### YOUR ASSIGNMENT
Aim for an exact copy of the listing, without any images.

### SOURCE MATERIAL
• • • •

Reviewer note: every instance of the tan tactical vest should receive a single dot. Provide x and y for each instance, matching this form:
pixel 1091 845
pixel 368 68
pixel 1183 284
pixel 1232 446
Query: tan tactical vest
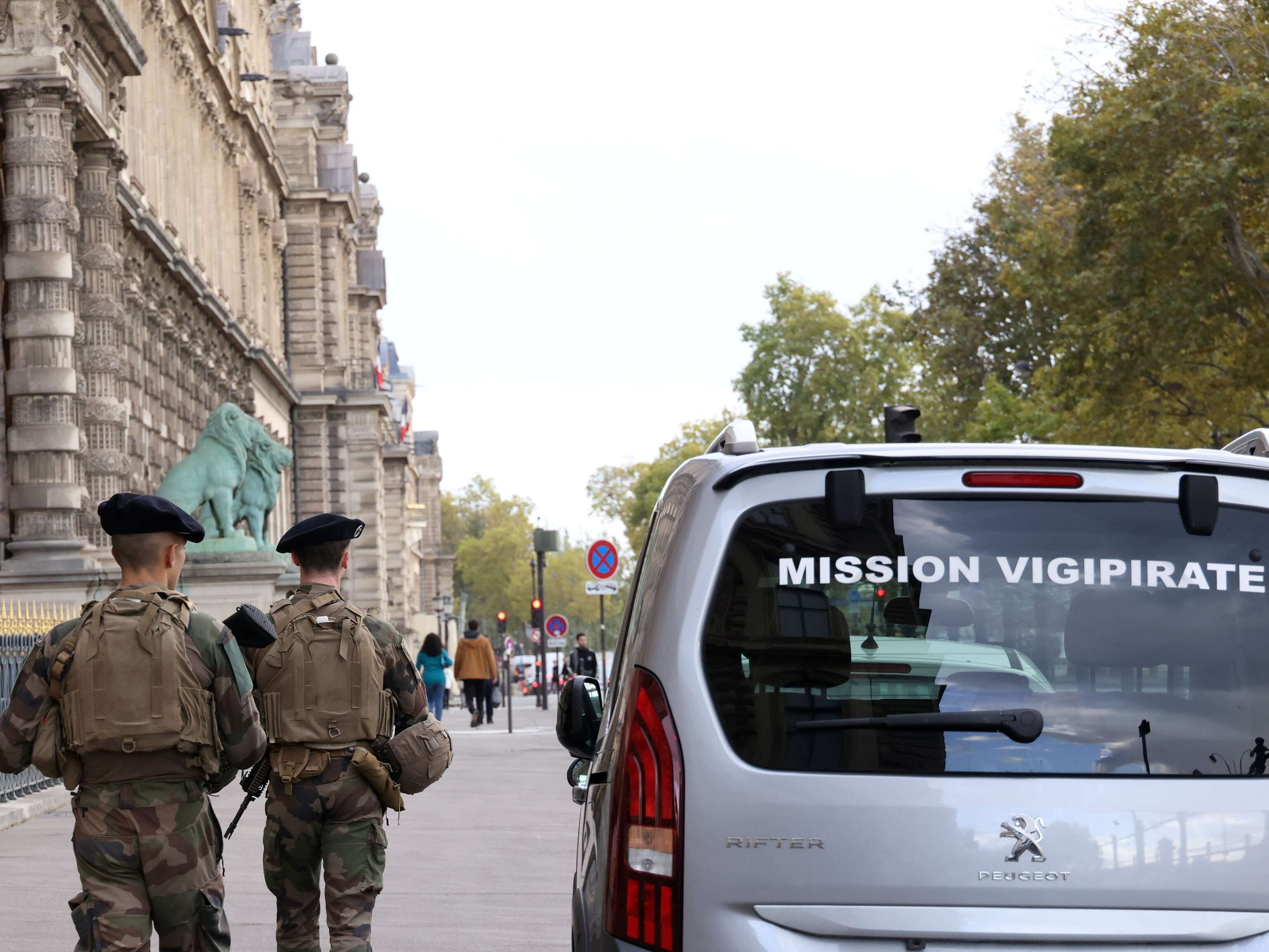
pixel 130 686
pixel 322 682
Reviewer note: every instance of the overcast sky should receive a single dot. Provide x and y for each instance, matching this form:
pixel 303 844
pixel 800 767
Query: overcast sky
pixel 584 201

• • • •

### ANSWER TO THE PROBLEM
Reviewer note: every instance of the tan tactical vest should receive a single dot. Provide x and y for each instance, matching this form:
pixel 1091 845
pixel 368 68
pixel 1183 284
pixel 1232 446
Query: tan tactical vest
pixel 130 686
pixel 322 682
Reviewer note: every instance of the overcast sky should receive a single dot. Provide x and y for each instance, matching this form:
pixel 303 844
pixel 800 767
Query: overcast sky
pixel 584 201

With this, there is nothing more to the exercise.